» What is being asked:
The whole listing below should be output again, word for word.

» Recorded data:
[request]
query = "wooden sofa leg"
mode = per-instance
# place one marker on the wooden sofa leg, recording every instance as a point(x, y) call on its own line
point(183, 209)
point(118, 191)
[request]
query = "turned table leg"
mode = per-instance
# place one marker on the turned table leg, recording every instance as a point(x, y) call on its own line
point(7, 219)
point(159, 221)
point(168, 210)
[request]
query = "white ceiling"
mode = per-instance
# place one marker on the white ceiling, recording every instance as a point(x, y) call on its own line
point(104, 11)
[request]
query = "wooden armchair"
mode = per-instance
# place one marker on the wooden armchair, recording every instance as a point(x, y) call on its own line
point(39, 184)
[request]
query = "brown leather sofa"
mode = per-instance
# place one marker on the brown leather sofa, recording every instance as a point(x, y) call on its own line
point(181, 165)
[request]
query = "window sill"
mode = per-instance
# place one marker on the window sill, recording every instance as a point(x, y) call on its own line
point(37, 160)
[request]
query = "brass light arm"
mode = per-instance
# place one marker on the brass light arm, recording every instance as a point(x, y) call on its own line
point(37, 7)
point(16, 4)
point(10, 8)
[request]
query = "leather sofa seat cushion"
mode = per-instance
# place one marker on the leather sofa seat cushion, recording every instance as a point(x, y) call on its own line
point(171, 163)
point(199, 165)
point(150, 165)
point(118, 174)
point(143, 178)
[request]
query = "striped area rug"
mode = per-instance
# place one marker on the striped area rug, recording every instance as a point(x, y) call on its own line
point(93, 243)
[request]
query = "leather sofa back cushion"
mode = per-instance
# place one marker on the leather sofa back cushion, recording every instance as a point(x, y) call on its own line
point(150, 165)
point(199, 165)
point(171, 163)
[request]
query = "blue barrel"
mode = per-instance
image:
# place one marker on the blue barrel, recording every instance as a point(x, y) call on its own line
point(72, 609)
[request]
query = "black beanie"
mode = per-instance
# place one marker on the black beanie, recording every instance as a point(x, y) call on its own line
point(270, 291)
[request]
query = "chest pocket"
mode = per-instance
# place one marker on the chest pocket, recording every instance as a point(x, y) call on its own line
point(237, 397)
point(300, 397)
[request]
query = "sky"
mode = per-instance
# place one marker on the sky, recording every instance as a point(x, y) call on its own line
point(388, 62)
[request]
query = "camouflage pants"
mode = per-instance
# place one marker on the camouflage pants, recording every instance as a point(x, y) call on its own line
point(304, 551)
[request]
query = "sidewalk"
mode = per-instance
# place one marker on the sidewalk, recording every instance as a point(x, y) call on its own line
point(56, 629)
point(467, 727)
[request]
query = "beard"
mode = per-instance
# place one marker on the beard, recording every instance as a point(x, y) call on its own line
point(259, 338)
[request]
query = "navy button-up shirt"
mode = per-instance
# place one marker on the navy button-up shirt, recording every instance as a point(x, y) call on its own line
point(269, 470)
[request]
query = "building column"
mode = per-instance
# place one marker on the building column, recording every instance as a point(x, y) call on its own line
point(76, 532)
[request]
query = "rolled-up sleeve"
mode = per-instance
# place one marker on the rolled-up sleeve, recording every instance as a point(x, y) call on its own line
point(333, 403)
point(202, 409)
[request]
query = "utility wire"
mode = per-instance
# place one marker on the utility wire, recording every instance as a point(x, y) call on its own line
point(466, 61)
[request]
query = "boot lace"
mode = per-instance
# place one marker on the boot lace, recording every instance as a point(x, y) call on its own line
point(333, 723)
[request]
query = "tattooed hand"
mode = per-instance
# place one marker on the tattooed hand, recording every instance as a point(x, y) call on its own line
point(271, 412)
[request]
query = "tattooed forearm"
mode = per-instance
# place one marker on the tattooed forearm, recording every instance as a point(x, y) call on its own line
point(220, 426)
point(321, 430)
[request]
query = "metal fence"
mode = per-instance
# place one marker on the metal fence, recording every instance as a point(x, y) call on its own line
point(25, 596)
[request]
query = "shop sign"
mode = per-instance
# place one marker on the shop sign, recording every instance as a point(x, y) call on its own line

» Response to this exercise:
[request]
query = "wooden sofa leg"
mode = per-instance
# place one marker on the wooden sofa leg, recording every instance as a point(x, y) call on its own line
point(183, 209)
point(118, 191)
[request]
query = "turned table leg"
mode = per-instance
# place one marker on the turned table leg, recording every instance as a point(x, y) call on its own line
point(7, 219)
point(159, 221)
point(168, 210)
[request]
query = "white ceiling"
mode = per-instance
# place one marker on the white ceiling, recording every instance as a point(x, y) call on its own line
point(104, 11)
[request]
query = "wooden armchair"
mode = per-instance
# place one marker on the wooden armchair, recording every instance as a point(x, y) call on its own line
point(39, 184)
[request]
query = "brown leather sofa"
mode = per-instance
# place one marker on the brown leather sofa, recording every instance as a point(x, y) call on its own line
point(181, 165)
[request]
query = "window sill"
mode = per-instance
# place one marker on the window sill, recording every instance as a point(x, y) call on its own line
point(37, 160)
[request]
query = "brass light arm"
mode = per-instance
# place one marker on the brass light arm, recording every instance as a point(x, y) call on its own line
point(37, 7)
point(16, 4)
point(10, 8)
[request]
query = "leather sofa seat cushion"
mode = per-instance
# place one marker on the leather sofa seat cushion, recording every instance as a point(x, y) call on its own line
point(171, 163)
point(199, 165)
point(150, 165)
point(118, 174)
point(143, 178)
[request]
query = "striped area rug"
mode = per-instance
# place one marker on the striped area rug, recording every instance as a point(x, y) call on its own line
point(93, 243)
[request]
query = "leather sofa back cushion"
mode = per-instance
# place one marker on the leather sofa back cushion, recording every instance as a point(x, y) call on its own line
point(150, 165)
point(199, 165)
point(171, 163)
[request]
query = "blue barrel"
mode = per-instance
image:
# place one marker on the blue barrel, recording every instance as a point(x, y) call on its own line
point(72, 609)
[request]
query = "black beanie"
mode = per-instance
# place one marker on the black beanie, recording every instance as a point(x, y) call on its own line
point(270, 291)
[request]
query = "chest pocket"
mode = per-instance
# place one marker on the chest pocket, recording every instance as a point(x, y) call on its own line
point(237, 397)
point(300, 397)
[request]
query = "sky"
mode = per-instance
# place one marker on the sky, recording every instance as a point(x, y) call on its own line
point(388, 62)
[request]
query = "camouflage pants"
mode = per-instance
# place one marker on the camouflage pants, recording every instance as a point(x, y) call on its own line
point(304, 551)
[request]
query = "sidewalk"
mode = per-instance
# place one marker on the sidewalk, recording every instance as a point(x, y) call on its own line
point(56, 629)
point(467, 727)
[request]
query = "beard"
mode = per-instance
# place one marker on the beard, recording every instance as a point(x, y) call on its own line
point(259, 338)
[request]
query = "navy button-up shirt"
mode = per-instance
# place one marker on the navy button-up shirt, recording every instance as a point(x, y) call on its own line
point(269, 470)
[request]
query = "building column"
mode = per-instance
# place one marker on the building column, recording every instance as a point(x, y) call on its own line
point(76, 532)
[request]
query = "rolled-up sleeve"
mode = per-instance
# place one marker on the rolled-up sleeve, recording every instance as a point(x, y) call on its own line
point(333, 403)
point(202, 409)
[request]
query = "utility wire"
mode = per-instance
# place one marker on the utility wire, recording every instance as a point(x, y) call on its own line
point(466, 61)
[request]
query = "boot lace"
mode = per-instance
# place one marker on the boot lace, recording every instance as a point(x, y) call on its own line
point(333, 723)
[request]
query = "tattooed hand"
mode = per-instance
# place one marker on the tattooed hand, recording every instance as a point(x, y) call on its own line
point(271, 412)
[request]
query = "tattooed forearm"
mode = per-instance
# place one marker on the tattooed forearm, recording every instance as a point(x, y) call on its own line
point(220, 426)
point(321, 430)
[request]
query = "metal fence"
mode = per-instance
# place one marker on the metal fence, recording every instance as a point(x, y) call on its own line
point(25, 596)
[request]
query = "shop sign"
mode = per-instance
# place one marker on the shop sign, recording every instance as a point(x, y) call on its own line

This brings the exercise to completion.